REQUIRED TASK:
Rewrite the records from their first line up to and including the line containing "293], [90, 306]]", keeping the requests, and scale every point coordinate in the answer outlines by 1.8, rounding to whole numbers with halves rounded up. Leave the numbers in the requests and format samples unchanged, and leave the pictures out.

--- begin PROVIDED ENTRIES ---

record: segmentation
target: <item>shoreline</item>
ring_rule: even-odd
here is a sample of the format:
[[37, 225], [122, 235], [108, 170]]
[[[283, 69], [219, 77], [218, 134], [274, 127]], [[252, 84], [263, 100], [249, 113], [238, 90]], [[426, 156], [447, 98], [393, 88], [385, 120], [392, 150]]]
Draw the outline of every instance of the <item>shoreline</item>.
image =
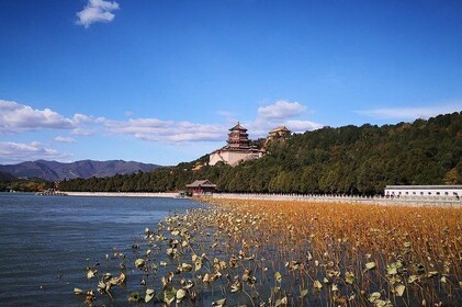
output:
[[182, 197], [176, 192], [63, 192], [67, 196], [88, 197], [157, 197], [157, 198], [228, 198], [228, 200], [267, 200], [267, 201], [297, 201], [315, 203], [356, 203], [376, 205], [403, 205], [403, 206], [439, 206], [439, 207], [462, 207], [462, 201], [443, 198], [384, 198], [365, 196], [331, 196], [331, 195], [296, 195], [296, 194], [239, 194], [239, 193], [215, 193], [211, 195], [194, 195]]
[[181, 198], [178, 193], [138, 193], [138, 192], [63, 192], [67, 196], [89, 197], [157, 197], [157, 198]]

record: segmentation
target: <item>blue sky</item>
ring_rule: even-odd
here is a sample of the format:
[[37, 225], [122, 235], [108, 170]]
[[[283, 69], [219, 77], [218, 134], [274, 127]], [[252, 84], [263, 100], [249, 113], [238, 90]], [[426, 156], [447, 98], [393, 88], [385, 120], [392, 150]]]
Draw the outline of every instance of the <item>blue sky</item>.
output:
[[0, 0], [0, 163], [462, 111], [462, 2]]

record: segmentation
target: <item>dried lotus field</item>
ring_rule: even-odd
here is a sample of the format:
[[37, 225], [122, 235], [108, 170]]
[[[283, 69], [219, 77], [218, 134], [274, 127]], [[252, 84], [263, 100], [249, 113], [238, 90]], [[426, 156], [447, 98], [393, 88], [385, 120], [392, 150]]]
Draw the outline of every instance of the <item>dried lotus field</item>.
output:
[[462, 306], [461, 208], [205, 203], [87, 268], [75, 293], [90, 306]]

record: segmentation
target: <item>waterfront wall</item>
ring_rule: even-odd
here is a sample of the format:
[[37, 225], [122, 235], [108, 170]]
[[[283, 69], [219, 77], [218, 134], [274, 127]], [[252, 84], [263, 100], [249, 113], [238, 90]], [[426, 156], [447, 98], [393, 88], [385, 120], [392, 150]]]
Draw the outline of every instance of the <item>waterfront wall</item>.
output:
[[93, 196], [93, 197], [178, 197], [178, 193], [120, 193], [120, 192], [65, 192], [68, 196]]
[[234, 200], [271, 200], [271, 201], [296, 201], [296, 202], [319, 202], [319, 203], [363, 203], [380, 205], [424, 205], [424, 206], [461, 206], [462, 200], [457, 197], [385, 197], [376, 196], [347, 196], [329, 194], [252, 194], [252, 193], [215, 193], [204, 195], [212, 198]]

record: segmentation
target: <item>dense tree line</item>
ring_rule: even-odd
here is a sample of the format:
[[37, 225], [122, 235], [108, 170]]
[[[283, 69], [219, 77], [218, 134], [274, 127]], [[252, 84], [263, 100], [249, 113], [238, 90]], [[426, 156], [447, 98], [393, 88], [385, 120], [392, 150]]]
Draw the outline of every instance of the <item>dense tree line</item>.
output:
[[0, 172], [0, 192], [10, 190], [19, 192], [37, 192], [50, 187], [53, 187], [53, 183], [43, 179], [19, 179], [9, 173]]
[[224, 192], [382, 193], [387, 184], [462, 183], [462, 112], [428, 121], [324, 127], [268, 145], [235, 168], [193, 170], [209, 156], [153, 172], [61, 182], [65, 191], [164, 192], [210, 179]]

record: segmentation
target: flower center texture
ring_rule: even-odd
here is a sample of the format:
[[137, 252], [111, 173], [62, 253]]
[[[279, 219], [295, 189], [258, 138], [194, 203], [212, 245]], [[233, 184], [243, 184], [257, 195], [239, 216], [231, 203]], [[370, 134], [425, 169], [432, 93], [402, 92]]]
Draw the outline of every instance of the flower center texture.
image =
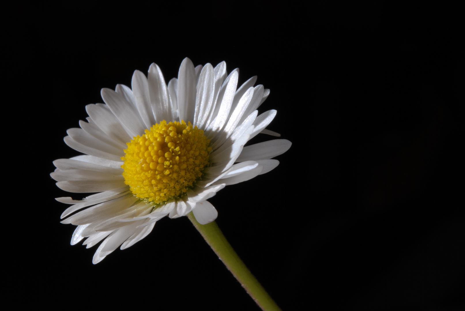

--- end PROVIDED ENTRIES ---

REPLY TO THE TASK:
record: segmentation
target: <item>shoreline</item>
ring_rule: even-odd
here is a sample of the format:
[[37, 225], [122, 235], [108, 170]]
[[[283, 69], [219, 77], [218, 134], [274, 127]], [[252, 84], [263, 100], [249, 113], [238, 90]], [[426, 156], [447, 98], [393, 88], [385, 120], [392, 150]]]
Draw the outline of every instance of the <item>shoreline</item>.
image =
output:
[[328, 355], [317, 346], [113, 346], [121, 353], [158, 355], [283, 355], [283, 356], [410, 356], [410, 360], [481, 360], [481, 362], [535, 362], [567, 365], [641, 365], [677, 369], [725, 369], [725, 371], [790, 371], [790, 373], [832, 373], [832, 362], [797, 356], [691, 356], [657, 353], [596, 353], [596, 351], [533, 351], [533, 349], [430, 349], [430, 347], [387, 347], [380, 351], [349, 351]]
[[326, 356], [320, 347], [248, 347], [248, 346], [113, 346], [121, 353], [160, 355], [283, 355], [283, 356]]

record: segmentation
target: <item>blue sky</item>
ring_rule: even-odd
here is a sample of the format:
[[37, 225], [122, 235], [108, 170]]
[[[283, 69], [219, 77], [218, 134], [274, 127]], [[252, 84], [263, 100], [249, 113], [238, 90]], [[426, 156], [447, 98], [393, 88], [385, 120], [392, 150]]]
Draw the outline of every instance of the <item>blue sky</item>.
output:
[[0, 0], [0, 293], [832, 200], [832, 4]]

record: segmentation
target: <item>dried lotus field</item>
ring_rule: even-odd
here is a sample of the format:
[[37, 225], [122, 235], [108, 170]]
[[[283, 69], [219, 77], [218, 134], [274, 127]], [[252, 84], [263, 100], [249, 113], [238, 90]], [[426, 156], [447, 98], [393, 88], [385, 120], [392, 150]]]
Draw the outline of every instance of the <item>dried lotus field</item>.
output:
[[832, 551], [830, 374], [369, 365], [157, 482], [135, 527], [162, 551]]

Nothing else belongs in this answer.